■ **EXERCISE TEXT**:
---

See all my cartoons in color at http://tedstoons.blogspot.com/

Thursday, June 08, 2006

Shop Talk; Changes at the papers

At the time that I write this, I've been back working at the papers for a whole three days. It certainly is a little different than it's been, but I still really enjoying it. I thought I'd use this week's column to give you a bit of a backstage peek, so to speak.

First of all, to our Charter Oak- Ute readers, if you missed this page last week, we're sorry about that. It ran in the Schleswig LEADER, but we seemed to have gotten our wires a little crossed and sent in two page threes.

No skin off my nose. Nothing terribly funny or vitally important, I thought it was kind of sweet though. If you REALLY missed it, you can visit "http://tedscolumn.blogspot.com/2006/05/thanks-i-needed-that.html"

By now a few of you have met a few of the new people here at the newspapers. Publishers Mark Rhodes and Brad Swensen and I attended a Community Club meeting in Ute a couple of weeks ago. Last week the publishers were at the ribbon cutting for the new bank building in Charter Oak. They took with them Julie Hamann, the new reporter at the Mapleton office and Kathy Boehm, the new advertising representative.

---

■ **EXTRACTED ENTRIES**:
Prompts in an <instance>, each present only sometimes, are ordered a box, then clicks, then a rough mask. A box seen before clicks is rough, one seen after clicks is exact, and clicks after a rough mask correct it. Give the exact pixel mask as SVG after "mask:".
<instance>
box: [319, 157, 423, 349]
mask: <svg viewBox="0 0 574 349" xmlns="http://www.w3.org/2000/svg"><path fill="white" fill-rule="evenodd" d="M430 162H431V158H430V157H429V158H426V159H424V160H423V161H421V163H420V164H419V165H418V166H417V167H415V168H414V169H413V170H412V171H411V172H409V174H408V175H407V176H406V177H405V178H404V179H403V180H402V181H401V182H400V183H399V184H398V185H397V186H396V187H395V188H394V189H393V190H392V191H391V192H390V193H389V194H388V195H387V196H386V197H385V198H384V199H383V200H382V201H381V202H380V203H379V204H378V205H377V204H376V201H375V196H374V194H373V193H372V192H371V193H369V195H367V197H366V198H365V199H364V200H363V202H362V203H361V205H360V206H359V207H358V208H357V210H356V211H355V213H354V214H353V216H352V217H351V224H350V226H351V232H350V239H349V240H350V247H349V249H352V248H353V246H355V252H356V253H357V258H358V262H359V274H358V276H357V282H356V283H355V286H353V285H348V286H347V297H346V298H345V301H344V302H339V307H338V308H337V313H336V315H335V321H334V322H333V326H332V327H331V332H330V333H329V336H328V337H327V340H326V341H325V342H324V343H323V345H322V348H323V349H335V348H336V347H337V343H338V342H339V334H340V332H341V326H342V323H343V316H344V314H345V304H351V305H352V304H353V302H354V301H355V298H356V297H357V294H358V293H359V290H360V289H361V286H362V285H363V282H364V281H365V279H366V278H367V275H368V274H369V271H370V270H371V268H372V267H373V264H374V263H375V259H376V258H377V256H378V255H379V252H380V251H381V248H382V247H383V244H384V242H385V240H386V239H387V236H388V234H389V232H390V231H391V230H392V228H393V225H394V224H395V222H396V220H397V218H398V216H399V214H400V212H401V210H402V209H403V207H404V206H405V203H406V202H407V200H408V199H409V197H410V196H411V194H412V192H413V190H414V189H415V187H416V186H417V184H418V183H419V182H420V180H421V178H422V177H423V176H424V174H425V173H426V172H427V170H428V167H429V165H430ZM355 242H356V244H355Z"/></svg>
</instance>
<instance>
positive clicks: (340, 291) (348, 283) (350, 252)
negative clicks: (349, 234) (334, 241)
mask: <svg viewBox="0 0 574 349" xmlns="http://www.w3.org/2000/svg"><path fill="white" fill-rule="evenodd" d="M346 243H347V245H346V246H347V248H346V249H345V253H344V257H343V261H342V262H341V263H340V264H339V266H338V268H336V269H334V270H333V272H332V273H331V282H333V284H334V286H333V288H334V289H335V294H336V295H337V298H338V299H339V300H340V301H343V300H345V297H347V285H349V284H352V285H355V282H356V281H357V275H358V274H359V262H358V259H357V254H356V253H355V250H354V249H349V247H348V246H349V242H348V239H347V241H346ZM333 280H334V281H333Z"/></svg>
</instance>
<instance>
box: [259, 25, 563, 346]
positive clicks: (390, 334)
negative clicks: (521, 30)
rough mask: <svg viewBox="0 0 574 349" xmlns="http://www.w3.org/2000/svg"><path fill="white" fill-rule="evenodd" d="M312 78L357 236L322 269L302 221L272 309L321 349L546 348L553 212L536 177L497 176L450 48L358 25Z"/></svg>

---

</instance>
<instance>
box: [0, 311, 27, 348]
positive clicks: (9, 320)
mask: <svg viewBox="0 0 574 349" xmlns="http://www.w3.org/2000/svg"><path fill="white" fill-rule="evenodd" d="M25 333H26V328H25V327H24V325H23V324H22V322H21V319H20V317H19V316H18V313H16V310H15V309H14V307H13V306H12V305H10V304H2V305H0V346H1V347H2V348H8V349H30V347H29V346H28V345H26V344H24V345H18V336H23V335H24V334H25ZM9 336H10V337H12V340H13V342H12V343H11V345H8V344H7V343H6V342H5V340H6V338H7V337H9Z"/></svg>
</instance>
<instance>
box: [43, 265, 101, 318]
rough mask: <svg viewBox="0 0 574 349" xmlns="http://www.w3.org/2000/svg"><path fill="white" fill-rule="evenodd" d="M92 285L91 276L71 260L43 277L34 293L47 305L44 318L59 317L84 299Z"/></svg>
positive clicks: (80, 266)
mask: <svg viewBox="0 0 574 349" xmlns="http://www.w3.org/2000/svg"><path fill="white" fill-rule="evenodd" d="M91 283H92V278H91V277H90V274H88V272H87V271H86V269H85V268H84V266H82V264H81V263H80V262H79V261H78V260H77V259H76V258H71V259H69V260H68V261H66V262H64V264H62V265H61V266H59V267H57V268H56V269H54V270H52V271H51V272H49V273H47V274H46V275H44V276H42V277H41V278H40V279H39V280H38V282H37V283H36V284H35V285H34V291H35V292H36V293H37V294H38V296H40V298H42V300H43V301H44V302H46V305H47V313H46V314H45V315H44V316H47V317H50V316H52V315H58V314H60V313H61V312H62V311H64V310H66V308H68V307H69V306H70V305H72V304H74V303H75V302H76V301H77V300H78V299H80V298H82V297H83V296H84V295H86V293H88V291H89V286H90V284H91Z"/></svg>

---

Pick up the newspaper column about changes at the papers where it stops and carry it on.

Just yesterday (Wednesday June 7) there was a coffee at the Beef and Brew in Mapleton for community members to get to meet the PRESS staff.

I can tell you that Karen Soukup will once again be covering news in the Charter Oak and Ute areas and Elaine Teut is still our woman in Schleswig, even though that office is now closed.

All kinds of people have been asking me if I'm "still working at the newspapers" and "What do they have you doing there?"

Well, yes I am, but all kinds of things, I guess- are the best answers I can offer for those questions. This week I'm mostly doing what's called "pagination," that means I'm putting together the pages on a computer. That would make me a graphic designer. You'll notice that they're still running ads for a graphic designer. That would be because I'll go back to teaching in the Fall.

More and more of the layout is being done on computer. I'm sure that the hope is to do it all this way eventually.

For the sake of the operations here, I hope they find a full time graphic designer as well as people who can take over permanently for Karen and Elaine. Be that as it may, I'd give my left hand to get Mark and Brad to promise to hire me back each and every summer from now on. That's because for some of us "Newsies," the ink just gets in our blood.

My first impressions of the new folks are all good. As far as I can tell they are each consummate professionals.

Mark Rhoads is a fifth generation newsman. He values small-town publications and promoting local communities like no one else.

I haven't seen many people work as hard as Brad Swenson. Yet he has a way of putting everyone around him at ease and he's quick with laugh and grin.

Kathy Boehm strikes me as being very outgoing and highly motivated.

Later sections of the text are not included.